● TO DO
Rewrite everything in the records from the line containing "Return the mask of every instance of the baseball" down to the line containing "1L0 282L599 282L599", replacing "baseball stadium" with "sports arena" and keeping everything else unchanged. Return only those lines.

* begin RECORDS PROVIDED *

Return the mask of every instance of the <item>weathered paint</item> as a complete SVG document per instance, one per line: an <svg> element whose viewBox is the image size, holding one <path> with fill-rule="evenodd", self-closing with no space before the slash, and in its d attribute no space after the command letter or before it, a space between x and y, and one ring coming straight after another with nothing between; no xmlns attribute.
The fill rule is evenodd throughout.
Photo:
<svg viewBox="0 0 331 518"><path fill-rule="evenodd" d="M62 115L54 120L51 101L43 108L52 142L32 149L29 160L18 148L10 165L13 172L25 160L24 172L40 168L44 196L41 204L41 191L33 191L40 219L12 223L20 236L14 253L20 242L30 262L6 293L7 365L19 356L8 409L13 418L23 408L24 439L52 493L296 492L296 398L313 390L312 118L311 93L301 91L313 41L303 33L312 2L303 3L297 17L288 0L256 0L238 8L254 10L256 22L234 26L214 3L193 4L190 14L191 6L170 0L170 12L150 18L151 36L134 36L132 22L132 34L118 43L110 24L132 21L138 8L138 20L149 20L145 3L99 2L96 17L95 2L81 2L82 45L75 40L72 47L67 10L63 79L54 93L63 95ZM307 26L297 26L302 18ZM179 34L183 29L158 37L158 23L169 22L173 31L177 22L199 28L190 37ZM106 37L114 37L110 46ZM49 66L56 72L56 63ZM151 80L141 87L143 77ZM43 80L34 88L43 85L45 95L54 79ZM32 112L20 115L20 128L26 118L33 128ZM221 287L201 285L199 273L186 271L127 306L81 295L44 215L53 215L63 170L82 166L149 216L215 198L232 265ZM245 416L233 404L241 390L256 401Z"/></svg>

* end RECORDS PROVIDED *
* begin RECORDS PROVIDED *

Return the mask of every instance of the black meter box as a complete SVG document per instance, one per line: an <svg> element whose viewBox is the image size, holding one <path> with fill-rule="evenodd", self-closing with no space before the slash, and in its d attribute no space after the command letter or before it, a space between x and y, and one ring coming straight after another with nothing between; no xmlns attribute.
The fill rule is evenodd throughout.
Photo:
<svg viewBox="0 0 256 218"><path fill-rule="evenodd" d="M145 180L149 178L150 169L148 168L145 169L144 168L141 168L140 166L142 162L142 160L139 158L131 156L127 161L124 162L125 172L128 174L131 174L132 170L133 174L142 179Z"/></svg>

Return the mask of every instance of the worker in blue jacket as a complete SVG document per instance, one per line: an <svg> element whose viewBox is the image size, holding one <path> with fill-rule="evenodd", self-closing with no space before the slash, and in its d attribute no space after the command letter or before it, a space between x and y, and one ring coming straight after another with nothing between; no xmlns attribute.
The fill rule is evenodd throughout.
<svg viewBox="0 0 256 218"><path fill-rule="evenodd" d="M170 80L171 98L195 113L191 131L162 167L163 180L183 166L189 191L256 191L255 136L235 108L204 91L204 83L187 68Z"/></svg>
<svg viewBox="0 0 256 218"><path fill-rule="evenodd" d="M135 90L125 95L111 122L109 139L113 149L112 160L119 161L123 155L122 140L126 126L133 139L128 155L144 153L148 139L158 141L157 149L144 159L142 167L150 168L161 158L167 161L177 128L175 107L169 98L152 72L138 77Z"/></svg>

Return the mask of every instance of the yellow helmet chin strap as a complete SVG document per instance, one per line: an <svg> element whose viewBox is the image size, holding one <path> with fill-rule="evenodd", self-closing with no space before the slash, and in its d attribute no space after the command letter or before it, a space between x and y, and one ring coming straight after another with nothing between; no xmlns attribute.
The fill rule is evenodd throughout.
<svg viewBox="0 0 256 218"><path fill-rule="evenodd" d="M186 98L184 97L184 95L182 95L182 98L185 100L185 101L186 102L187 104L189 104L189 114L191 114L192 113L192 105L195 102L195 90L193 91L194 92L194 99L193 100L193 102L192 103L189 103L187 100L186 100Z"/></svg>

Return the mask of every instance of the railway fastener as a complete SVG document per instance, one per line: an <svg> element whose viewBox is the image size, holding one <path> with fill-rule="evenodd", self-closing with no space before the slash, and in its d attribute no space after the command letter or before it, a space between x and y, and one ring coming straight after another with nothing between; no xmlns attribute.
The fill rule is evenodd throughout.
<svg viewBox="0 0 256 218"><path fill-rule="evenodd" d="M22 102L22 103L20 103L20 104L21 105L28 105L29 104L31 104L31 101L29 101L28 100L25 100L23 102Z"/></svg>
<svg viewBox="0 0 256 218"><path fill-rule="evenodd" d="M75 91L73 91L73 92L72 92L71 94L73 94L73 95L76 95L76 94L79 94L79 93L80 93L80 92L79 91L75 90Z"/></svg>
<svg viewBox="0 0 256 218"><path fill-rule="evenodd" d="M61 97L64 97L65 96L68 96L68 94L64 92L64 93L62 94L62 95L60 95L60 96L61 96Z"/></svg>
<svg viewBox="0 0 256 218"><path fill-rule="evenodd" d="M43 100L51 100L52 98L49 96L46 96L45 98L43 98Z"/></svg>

* end RECORDS PROVIDED *
* begin RECORDS PROVIDED *

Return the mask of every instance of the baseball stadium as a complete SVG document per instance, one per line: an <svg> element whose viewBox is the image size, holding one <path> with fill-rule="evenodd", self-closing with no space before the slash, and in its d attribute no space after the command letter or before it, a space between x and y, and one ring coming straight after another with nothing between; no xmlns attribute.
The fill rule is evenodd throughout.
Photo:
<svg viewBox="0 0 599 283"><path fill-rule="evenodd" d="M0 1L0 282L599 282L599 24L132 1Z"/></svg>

* end RECORDS PROVIDED *

● EXERCISE OUTPUT
Return the mask of every instance of the sports arena as a complete SVG document per instance, one per line: an <svg> element whose viewBox is the image size, holding one <path> with fill-rule="evenodd", self-closing with no space before the slash, and in its d attribute no space after the command letter or before it, a space between x and y, and one ring coming straight after another with nothing between; no xmlns attribute.
The fill rule is evenodd throughout.
Photo:
<svg viewBox="0 0 599 283"><path fill-rule="evenodd" d="M0 1L0 282L599 282L599 24L132 1Z"/></svg>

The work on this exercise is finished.